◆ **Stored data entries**
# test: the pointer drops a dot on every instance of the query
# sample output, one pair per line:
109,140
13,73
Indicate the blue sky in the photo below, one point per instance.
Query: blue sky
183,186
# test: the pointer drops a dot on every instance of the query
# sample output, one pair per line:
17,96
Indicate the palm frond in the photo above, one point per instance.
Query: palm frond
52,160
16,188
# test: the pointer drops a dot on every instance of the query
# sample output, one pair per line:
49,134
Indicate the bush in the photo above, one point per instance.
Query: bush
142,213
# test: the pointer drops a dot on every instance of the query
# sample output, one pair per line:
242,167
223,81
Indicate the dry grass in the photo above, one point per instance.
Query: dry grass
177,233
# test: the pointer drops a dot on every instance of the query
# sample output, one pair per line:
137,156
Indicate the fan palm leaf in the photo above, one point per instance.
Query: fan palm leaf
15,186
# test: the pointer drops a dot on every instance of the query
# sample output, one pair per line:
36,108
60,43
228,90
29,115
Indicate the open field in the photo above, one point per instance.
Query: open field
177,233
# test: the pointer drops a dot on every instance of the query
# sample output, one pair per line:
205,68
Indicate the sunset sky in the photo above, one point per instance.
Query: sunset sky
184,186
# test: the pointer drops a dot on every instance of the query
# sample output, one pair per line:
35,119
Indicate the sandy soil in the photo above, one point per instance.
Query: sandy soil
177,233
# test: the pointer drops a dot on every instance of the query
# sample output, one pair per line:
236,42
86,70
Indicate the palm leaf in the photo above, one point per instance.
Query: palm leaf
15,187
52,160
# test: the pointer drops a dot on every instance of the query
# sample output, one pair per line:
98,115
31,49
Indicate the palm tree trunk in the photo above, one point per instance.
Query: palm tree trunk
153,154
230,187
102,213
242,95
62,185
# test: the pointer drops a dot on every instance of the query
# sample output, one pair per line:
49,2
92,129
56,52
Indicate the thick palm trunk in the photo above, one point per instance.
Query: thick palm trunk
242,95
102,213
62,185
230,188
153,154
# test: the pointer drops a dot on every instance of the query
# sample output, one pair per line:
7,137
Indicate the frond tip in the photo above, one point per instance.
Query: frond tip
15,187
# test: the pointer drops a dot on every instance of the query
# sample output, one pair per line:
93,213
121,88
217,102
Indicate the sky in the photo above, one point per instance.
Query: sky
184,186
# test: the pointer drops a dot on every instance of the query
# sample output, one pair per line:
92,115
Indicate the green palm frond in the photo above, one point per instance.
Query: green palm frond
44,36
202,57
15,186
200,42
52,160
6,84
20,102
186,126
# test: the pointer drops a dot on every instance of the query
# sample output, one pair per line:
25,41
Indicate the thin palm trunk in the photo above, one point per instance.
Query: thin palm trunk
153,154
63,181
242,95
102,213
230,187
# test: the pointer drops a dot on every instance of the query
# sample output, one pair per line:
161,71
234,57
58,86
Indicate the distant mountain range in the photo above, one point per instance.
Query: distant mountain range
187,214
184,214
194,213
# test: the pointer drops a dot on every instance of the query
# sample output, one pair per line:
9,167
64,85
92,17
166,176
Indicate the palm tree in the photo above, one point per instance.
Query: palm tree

◆ **YOUR GOAL**
Could you restate all of the lines above without altering a single word?

◆ **TASK RESPONSE**
# test: the pointer drops a dot on every instance of the query
# sample output, one pair per line:
109,140
13,73
Indicate the blue sky in the photo below, one point per instance.
Query: blue sky
183,186
# test: the pointer drops a dot on every instance of the query
# sample output, one pair per line:
17,96
Indicate the palm frond in the photo above, one point per instance.
Query: palm frond
52,160
16,188
# test: the pointer drops a dot on every instance of the query
# sample output, one pair per line:
49,134
Indicate the bush in the photo above, one point per instance.
Query: bush
142,213
# test: the pointer drops a dot on every instance of the query
# sample output, one pair per line:
242,167
223,81
Indicate the dry grass in the photo above, one point per instance.
Query: dry grass
177,233
# test: the pointer drops a dot on every instance of the query
# sample output, one pair per line:
137,156
Indicate the fan palm leaf in the photo above, one point per instance.
Query: fan palm leaf
15,186
# test: the pointer drops a dot on every instance of the query
# sample output, one pair per line:
36,108
60,43
228,90
29,115
Indicate the open field in the photo above, one point per instance.
Query: open field
177,233
# test: the pointer drops a dot on every instance of the query
# sample output, one pair per line:
205,68
Indicate the sunset sky in the photo above, one point per instance.
Query: sunset sky
184,186
# test: the pointer drops a dot on every instance of the query
# sample output, one pair per line:
35,119
Indicate the sandy soil in the photo above, one point per instance.
Query: sandy soil
177,233
# test: the pointer drops a dot on every instance of the query
# sample output, one pair per line:
236,42
86,70
Indicate the palm leaf in the photo above, one point per instance.
Query: palm leaf
15,187
52,160
# test: the pointer drops a dot on every instance of the query
# sample output, one pair per line:
98,115
31,49
Indicate the palm tree trunk in the photo above, one point per instance.
Query: palm tree trunk
153,154
230,187
102,213
242,95
62,185
# test: the pointer drops a dot on every instance of the query
# sample output, one pair per line:
49,2
92,129
56,52
Indicate the thick palm trunk in the photo above, one point per instance.
Query: thick palm trunk
242,95
102,213
62,185
230,188
153,154
# test: the pointer drops a dot on every instance of the query
# sample output, one pair per line:
7,137
Indicate the frond tip in the photo above, one point per instance.
Query: frond tip
15,187
# test: the pointer drops a dot on every instance of the query
# sample output, one pair per line:
93,213
121,88
217,102
Indicate the sky in the photo above, one point per instance.
Query: sky
184,186
# test: the pointer drops a dot on every instance of the query
# sample output, one pair per line:
92,115
Indicate the green palm frond in the photo above, one point per instance.
Query: green palm frond
44,36
202,57
15,186
200,42
52,160
6,84
20,102
186,126
# test: the pointer drops a dot on every instance of the query
# sample output, one pair per line:
25,41
Indicate the thin palm trunk in the photo above, one point per instance.
Query: thin palm trunk
153,154
63,181
242,95
102,213
230,187
# test: the pointer drops a dot on every instance of the query
# sample output, one pair per line:
161,71
234,57
58,86
Indicate the distant mountain range in the photo above, one point per instance.
Query: distant mountain range
187,214
184,214
194,213
# test: the pointer drops a dot on every instance of the query
# sample output, one pair per line:
9,167
64,85
92,17
166,176
Indicate the palm tree in the photo above, one point per instance.
Query: palm tree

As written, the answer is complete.